» PROBLEM DESCRIPTION
Select every line in the items below that contains the string "countertop", and copy each of those lines in full.

--

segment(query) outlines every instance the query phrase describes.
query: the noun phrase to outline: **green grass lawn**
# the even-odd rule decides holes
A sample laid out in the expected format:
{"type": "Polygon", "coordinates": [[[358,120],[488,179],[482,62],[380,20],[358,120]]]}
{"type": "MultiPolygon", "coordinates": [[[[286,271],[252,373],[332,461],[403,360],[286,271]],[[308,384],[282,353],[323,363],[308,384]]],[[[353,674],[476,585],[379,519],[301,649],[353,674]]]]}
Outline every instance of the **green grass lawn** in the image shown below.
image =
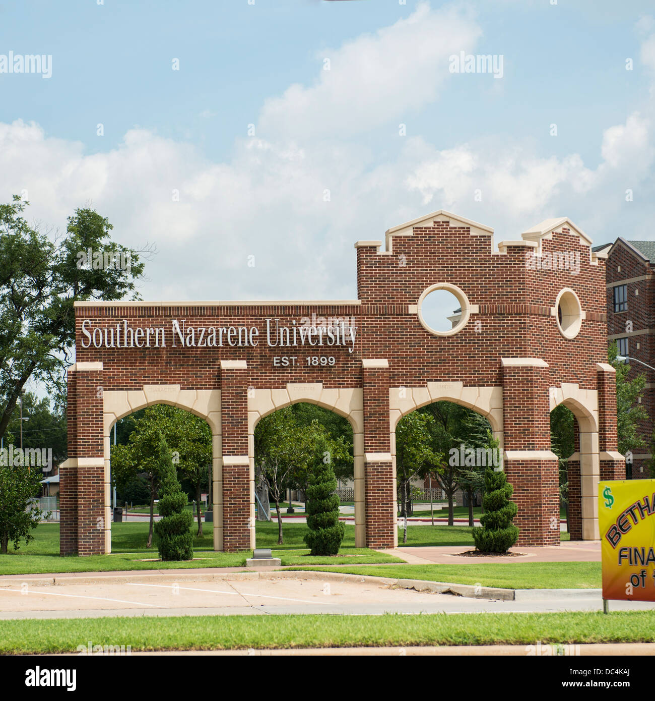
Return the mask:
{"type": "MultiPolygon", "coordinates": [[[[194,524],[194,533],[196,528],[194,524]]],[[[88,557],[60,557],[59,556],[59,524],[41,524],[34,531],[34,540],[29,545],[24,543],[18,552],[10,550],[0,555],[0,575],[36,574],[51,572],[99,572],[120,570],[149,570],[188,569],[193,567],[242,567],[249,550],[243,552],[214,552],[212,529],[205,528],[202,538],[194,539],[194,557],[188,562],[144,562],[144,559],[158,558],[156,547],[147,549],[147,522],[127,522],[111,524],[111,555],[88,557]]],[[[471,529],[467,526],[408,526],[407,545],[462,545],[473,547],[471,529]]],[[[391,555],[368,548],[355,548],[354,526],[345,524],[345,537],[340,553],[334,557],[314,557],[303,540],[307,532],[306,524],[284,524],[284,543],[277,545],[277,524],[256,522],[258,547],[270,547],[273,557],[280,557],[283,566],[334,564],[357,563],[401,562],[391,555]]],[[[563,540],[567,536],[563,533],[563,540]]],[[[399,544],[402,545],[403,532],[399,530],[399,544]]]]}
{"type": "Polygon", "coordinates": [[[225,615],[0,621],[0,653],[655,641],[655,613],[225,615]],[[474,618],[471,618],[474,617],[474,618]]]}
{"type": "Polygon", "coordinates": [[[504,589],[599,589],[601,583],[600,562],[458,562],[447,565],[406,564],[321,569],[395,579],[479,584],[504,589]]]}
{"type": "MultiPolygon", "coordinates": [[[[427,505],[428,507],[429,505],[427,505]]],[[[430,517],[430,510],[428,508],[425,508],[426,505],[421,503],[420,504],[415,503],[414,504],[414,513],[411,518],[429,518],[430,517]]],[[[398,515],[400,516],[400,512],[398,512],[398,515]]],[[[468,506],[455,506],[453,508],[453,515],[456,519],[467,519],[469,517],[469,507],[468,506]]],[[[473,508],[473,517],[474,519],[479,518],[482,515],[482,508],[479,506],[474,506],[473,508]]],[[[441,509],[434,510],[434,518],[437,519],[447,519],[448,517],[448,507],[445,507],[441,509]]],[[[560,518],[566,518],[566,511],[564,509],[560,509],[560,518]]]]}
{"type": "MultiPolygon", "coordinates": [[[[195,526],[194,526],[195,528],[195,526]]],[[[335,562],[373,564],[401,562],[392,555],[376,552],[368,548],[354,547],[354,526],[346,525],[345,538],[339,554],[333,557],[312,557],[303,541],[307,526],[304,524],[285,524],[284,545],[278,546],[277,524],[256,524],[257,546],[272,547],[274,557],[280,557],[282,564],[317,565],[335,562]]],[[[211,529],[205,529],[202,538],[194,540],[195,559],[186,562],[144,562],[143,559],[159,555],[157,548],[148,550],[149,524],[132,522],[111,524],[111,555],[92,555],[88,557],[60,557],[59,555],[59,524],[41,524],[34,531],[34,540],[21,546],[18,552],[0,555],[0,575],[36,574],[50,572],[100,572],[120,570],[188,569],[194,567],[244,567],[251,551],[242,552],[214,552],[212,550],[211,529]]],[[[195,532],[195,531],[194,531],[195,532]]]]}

--

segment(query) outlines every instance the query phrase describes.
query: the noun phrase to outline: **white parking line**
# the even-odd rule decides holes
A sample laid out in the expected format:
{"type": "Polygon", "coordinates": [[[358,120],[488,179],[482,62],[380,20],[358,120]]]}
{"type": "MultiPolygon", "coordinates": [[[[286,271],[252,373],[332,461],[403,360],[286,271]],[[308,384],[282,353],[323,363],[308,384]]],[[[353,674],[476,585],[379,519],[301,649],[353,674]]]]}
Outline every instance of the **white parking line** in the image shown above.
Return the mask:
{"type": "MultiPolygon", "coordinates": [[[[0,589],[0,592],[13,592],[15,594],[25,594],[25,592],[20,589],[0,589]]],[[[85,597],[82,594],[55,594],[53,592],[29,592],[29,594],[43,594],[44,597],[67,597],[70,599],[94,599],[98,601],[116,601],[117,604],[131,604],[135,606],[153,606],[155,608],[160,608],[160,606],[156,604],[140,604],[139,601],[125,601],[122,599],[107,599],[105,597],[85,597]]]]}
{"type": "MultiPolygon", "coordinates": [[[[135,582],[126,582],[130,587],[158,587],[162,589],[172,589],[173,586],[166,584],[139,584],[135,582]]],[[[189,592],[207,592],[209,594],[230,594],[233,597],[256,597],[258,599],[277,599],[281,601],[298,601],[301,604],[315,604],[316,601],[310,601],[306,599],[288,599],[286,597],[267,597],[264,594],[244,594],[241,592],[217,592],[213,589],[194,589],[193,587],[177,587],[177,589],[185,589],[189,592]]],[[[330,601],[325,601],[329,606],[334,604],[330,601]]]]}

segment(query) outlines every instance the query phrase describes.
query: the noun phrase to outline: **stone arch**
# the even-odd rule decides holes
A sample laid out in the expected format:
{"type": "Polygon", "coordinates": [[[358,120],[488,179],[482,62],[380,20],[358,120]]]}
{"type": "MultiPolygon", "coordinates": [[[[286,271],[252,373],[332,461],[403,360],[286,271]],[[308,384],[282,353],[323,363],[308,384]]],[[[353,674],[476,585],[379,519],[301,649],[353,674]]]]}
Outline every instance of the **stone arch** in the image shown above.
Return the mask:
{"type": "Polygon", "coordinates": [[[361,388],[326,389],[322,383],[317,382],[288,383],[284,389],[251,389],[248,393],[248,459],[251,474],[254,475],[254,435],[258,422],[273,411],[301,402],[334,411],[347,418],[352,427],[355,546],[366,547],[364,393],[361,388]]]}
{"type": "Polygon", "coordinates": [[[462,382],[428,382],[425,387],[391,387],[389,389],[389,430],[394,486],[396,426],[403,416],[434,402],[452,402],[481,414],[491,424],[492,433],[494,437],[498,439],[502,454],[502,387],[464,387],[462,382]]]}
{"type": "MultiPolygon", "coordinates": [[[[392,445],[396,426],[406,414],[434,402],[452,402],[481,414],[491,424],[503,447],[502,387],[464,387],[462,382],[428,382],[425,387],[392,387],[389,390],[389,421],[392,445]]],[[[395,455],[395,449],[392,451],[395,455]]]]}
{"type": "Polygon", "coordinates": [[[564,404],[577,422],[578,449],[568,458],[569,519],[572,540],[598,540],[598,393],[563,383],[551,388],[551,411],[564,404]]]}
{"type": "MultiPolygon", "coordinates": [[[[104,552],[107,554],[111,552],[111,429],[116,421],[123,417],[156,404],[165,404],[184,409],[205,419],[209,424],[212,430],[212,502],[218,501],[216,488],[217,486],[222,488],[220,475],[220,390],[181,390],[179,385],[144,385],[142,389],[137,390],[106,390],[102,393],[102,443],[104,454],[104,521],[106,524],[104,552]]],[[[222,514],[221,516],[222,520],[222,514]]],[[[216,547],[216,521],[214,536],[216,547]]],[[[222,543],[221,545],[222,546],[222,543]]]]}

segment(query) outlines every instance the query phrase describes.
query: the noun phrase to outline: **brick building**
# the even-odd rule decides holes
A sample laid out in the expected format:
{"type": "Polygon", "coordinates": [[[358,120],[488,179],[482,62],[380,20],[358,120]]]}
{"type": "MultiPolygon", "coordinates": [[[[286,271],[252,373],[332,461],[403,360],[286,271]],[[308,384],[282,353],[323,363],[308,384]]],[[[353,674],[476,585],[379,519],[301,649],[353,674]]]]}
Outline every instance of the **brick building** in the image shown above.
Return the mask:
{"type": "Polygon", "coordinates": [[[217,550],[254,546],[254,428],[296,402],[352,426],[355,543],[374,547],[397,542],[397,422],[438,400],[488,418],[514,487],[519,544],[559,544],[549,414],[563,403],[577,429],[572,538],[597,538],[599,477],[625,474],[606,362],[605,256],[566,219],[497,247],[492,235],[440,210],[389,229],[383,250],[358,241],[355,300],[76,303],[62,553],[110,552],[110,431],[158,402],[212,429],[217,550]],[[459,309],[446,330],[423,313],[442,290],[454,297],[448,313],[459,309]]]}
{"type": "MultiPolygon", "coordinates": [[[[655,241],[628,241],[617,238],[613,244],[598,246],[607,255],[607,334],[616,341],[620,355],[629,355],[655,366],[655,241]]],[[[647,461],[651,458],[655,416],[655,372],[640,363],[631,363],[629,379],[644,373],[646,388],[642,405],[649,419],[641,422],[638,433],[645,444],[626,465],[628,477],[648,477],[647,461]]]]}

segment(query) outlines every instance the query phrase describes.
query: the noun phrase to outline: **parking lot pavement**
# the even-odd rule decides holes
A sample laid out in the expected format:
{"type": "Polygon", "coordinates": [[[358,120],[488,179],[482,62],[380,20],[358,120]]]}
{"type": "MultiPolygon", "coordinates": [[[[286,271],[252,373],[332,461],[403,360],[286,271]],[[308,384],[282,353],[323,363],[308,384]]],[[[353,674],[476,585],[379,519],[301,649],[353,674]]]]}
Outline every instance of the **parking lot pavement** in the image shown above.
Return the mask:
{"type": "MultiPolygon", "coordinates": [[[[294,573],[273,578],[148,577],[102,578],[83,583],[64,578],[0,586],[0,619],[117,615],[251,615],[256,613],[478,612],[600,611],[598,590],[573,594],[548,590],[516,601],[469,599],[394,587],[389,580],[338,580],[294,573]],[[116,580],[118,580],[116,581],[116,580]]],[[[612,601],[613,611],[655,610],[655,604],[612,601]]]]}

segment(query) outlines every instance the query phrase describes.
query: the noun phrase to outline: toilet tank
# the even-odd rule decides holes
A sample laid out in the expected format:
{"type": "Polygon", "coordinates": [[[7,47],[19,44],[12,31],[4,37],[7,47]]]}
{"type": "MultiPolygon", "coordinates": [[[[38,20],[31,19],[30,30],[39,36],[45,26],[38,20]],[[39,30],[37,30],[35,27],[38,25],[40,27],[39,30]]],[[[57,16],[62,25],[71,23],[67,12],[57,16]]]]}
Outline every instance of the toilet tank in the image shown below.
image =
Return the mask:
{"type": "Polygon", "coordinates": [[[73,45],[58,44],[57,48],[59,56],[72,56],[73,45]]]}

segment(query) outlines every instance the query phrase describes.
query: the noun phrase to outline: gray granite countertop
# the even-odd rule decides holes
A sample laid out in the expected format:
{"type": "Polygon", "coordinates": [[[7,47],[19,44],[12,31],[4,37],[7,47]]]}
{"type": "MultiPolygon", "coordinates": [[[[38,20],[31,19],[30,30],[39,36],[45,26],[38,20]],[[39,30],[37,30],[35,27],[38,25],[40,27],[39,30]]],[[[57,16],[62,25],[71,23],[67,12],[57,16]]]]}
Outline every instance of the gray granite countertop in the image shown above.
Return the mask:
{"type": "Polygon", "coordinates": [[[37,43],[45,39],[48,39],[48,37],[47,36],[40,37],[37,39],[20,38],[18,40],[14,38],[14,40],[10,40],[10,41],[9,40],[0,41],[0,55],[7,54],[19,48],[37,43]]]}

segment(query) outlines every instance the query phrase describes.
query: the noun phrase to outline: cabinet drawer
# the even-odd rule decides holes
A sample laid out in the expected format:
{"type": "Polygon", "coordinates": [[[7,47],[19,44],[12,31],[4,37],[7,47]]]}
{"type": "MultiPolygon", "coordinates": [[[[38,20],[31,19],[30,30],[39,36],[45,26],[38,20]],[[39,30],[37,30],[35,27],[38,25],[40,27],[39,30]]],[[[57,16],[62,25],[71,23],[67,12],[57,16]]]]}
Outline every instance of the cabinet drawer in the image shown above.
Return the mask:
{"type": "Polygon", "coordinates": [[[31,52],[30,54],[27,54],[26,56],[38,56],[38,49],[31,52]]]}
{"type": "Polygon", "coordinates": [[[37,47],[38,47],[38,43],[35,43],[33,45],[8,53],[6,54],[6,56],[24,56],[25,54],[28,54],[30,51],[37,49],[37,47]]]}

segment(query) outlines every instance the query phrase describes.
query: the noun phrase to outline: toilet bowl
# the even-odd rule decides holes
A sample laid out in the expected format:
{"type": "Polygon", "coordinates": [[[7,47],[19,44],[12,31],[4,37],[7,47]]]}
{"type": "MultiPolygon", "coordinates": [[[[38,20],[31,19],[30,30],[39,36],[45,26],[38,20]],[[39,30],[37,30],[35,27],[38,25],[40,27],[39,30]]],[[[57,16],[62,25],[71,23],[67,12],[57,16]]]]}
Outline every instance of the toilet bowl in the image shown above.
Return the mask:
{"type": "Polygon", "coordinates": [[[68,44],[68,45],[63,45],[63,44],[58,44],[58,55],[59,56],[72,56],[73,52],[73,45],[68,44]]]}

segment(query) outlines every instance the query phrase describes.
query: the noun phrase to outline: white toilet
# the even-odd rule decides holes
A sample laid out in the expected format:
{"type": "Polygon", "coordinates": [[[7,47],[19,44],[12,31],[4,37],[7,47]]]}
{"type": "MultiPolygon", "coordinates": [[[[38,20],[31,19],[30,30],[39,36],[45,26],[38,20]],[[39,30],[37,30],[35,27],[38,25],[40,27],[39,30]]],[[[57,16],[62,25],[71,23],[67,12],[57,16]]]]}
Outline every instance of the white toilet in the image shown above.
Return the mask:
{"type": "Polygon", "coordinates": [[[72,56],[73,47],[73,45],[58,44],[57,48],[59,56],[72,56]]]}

--

» TASK ANSWER
query: the noun phrase to outline: gray granite countertop
Outline every instance of the gray granite countertop in the image shown above.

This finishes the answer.